Aufgabe:
Ändere in den folgenden Zeilen „beige“ zu „orange“ und gib sie sonst unverändert wieder. Beginne bei der Zeile mit „outline beige starfish“ und höre nach der Zeile mit „181), (96, 150)]“ auf.

-- -- --

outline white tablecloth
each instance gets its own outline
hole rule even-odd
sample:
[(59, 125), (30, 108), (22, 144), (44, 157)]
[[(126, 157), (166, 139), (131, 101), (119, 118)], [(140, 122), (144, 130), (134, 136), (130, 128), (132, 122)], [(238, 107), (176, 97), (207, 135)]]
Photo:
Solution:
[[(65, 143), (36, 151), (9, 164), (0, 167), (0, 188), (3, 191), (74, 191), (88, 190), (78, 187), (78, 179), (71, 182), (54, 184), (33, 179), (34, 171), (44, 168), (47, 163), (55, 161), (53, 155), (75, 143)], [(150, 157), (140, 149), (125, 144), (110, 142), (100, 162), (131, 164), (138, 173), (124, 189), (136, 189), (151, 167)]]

-- -- --

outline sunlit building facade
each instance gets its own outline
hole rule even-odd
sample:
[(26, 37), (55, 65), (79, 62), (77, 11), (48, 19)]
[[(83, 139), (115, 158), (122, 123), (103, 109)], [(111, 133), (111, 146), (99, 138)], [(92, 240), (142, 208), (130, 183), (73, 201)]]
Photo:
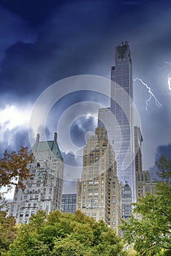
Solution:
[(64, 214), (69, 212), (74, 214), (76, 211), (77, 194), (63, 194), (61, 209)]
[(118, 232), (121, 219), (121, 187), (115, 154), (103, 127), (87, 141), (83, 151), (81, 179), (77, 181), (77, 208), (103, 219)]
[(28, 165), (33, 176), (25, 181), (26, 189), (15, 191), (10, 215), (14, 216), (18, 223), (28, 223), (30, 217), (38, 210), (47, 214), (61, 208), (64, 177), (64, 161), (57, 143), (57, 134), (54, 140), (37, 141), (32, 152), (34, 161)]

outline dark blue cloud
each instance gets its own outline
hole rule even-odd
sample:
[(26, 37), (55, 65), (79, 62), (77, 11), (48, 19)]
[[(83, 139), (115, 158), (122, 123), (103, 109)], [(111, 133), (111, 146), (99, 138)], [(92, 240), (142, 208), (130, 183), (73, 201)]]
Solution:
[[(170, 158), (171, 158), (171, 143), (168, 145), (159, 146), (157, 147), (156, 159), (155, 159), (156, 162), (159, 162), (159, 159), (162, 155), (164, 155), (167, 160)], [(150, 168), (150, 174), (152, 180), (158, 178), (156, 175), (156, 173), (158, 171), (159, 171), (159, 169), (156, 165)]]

-- -- --

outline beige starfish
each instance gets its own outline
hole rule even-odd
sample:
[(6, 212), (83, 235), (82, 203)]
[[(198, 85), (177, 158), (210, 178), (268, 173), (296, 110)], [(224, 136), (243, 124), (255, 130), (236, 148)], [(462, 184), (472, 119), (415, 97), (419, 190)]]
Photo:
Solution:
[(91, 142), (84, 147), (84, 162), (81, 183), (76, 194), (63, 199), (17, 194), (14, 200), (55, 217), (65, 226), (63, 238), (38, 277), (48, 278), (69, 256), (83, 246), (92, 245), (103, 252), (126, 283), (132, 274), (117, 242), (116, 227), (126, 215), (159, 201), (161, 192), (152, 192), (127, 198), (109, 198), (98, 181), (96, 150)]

-- -- --

Vollständige Antwort:
outline orange starfish
each instance gets its own outline
hole rule even-odd
sample:
[(6, 212), (83, 235), (82, 203)]
[[(198, 85), (177, 158), (210, 178), (268, 173), (296, 110)], [(224, 136), (243, 124), (255, 130), (236, 148)], [(462, 184), (472, 119), (415, 97), (419, 190)]]
Photo:
Solution:
[(91, 142), (84, 147), (84, 162), (81, 183), (76, 194), (63, 199), (17, 194), (14, 200), (55, 217), (65, 226), (63, 238), (38, 277), (48, 278), (69, 256), (83, 246), (92, 245), (103, 252), (126, 283), (132, 274), (117, 242), (116, 227), (126, 215), (159, 201), (161, 192), (152, 192), (127, 198), (109, 198), (98, 181), (96, 150)]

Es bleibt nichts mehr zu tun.